> [DATASET EXTRACT]:
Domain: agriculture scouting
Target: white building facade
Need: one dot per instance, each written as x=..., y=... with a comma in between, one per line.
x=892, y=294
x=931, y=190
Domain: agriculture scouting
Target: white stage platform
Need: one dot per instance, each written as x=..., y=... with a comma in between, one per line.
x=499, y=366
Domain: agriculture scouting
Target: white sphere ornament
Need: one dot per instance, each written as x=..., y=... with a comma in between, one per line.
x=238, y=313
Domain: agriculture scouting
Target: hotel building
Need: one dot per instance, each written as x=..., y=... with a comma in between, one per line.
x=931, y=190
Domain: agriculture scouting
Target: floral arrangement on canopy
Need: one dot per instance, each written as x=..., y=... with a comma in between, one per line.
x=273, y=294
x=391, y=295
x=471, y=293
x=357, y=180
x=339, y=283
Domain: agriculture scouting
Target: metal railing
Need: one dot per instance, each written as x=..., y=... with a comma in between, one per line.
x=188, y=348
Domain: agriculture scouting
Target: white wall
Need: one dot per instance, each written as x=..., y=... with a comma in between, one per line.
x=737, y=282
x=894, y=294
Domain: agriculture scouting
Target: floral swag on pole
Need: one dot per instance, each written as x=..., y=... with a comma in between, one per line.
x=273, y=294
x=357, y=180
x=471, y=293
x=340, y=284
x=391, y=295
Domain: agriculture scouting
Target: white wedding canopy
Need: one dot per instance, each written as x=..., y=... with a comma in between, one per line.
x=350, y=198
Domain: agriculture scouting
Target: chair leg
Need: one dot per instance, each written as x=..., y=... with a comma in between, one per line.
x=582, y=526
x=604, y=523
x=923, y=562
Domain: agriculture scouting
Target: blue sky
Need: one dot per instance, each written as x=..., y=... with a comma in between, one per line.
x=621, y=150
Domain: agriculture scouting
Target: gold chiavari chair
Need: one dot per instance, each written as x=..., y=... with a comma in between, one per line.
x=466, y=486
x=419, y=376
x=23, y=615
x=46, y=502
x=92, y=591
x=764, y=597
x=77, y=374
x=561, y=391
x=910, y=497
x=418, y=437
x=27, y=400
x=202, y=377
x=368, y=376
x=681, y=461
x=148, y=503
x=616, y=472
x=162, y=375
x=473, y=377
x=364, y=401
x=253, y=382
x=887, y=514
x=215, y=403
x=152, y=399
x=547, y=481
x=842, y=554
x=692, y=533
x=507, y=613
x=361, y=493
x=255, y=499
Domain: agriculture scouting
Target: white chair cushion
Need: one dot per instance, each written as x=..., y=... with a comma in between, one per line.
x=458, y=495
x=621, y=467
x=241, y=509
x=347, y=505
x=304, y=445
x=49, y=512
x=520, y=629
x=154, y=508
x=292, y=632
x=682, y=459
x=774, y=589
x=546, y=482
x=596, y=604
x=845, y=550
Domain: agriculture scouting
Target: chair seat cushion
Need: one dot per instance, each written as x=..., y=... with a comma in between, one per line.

> [THE REQUEST]:
Output every line of the items above as a JSON list of strings, one string per line, and leave out any blank lines.

> [OUTPUT OF THE EXERCISE]:
[
  "Domain: agriculture scouting",
  "Target: white building facade",
  "Need: one dot per instance, each written as x=..., y=... with a comma in between, one per line.",
  "x=892, y=294",
  "x=931, y=190",
  "Domain: agriculture scouting",
  "Target: white stage platform",
  "Need: one dot per instance, each written as x=..., y=... with a comma in between, one per line.",
  "x=499, y=366",
  "Domain: agriculture scouting",
  "Target: white sphere ornament",
  "Need: one dot per instance, each written as x=..., y=... with a comma in between, one per line.",
  "x=238, y=313",
  "Domain: agriculture scouting",
  "Target: hotel building",
  "Need: one dot per instance, each written as x=..., y=... with a comma in between, one per line.",
  "x=931, y=190",
  "Domain: agriculture scouting",
  "Target: floral arrangement on canopy",
  "Need: one dot per instance, each written as x=..., y=... with a comma in between, one per line.",
  "x=273, y=294",
  "x=391, y=295",
  "x=471, y=293",
  "x=357, y=180",
  "x=339, y=283",
  "Domain: agriculture scouting",
  "Target: metal railing",
  "Need: one dot per instance, each written as x=..., y=... with a comma in between, one per line.",
  "x=188, y=348",
  "Domain: agriculture scouting",
  "Target: white wall",
  "Need: one dot per instance, each written as x=..., y=... with a comma in between, one per line.",
  "x=737, y=282",
  "x=894, y=294",
  "Domain: agriculture scouting",
  "Target: floral swag on pole",
  "Need: one dot per instance, each written as x=..., y=... with a comma in between, one per line.",
  "x=273, y=294",
  "x=357, y=180",
  "x=471, y=293",
  "x=340, y=284",
  "x=391, y=295",
  "Domain: agriculture scouting",
  "Target: white wedding canopy",
  "Need: one dot per instance, each written as x=..., y=... with a comma in between, one per line.",
  "x=350, y=198",
  "Domain: agriculture scouting",
  "Target: chair leg",
  "Need: one dot per instance, each written as x=..., y=... with a comma in between, one per line.",
  "x=582, y=526",
  "x=604, y=523",
  "x=923, y=562",
  "Domain: agriculture scouting",
  "Target: blue sky",
  "Need: one dot per instance, each written as x=..., y=... with a comma in between, one per line.",
  "x=621, y=150",
  "Domain: agriculture scouting",
  "Target: gold chiavari chair",
  "Need: one dot per instance, each written as x=..., y=... with a comma in between, one per line.",
  "x=466, y=486",
  "x=419, y=376",
  "x=23, y=615",
  "x=46, y=502",
  "x=92, y=591",
  "x=764, y=597",
  "x=77, y=374",
  "x=561, y=391",
  "x=910, y=497",
  "x=418, y=437",
  "x=27, y=400",
  "x=202, y=377",
  "x=368, y=376",
  "x=681, y=461",
  "x=148, y=503",
  "x=616, y=472",
  "x=162, y=375",
  "x=473, y=377",
  "x=364, y=401",
  "x=253, y=382",
  "x=887, y=514",
  "x=215, y=403",
  "x=152, y=399",
  "x=547, y=481",
  "x=842, y=554",
  "x=692, y=533",
  "x=507, y=613",
  "x=361, y=493",
  "x=255, y=499",
  "Domain: agriculture scouting",
  "Target: white chair cushion",
  "Need: one dot per instance, each written as x=..., y=... with a comma in between, one per line.",
  "x=458, y=495",
  "x=621, y=467",
  "x=241, y=509",
  "x=347, y=505",
  "x=304, y=445",
  "x=49, y=512",
  "x=520, y=629",
  "x=154, y=508",
  "x=292, y=632",
  "x=682, y=459",
  "x=774, y=589",
  "x=546, y=482",
  "x=596, y=604",
  "x=845, y=550",
  "Domain: agriculture scouting",
  "Target: chair seat cushion",
  "Need: one dot per instance, each written as x=..., y=... with a comma in between, one per line."
]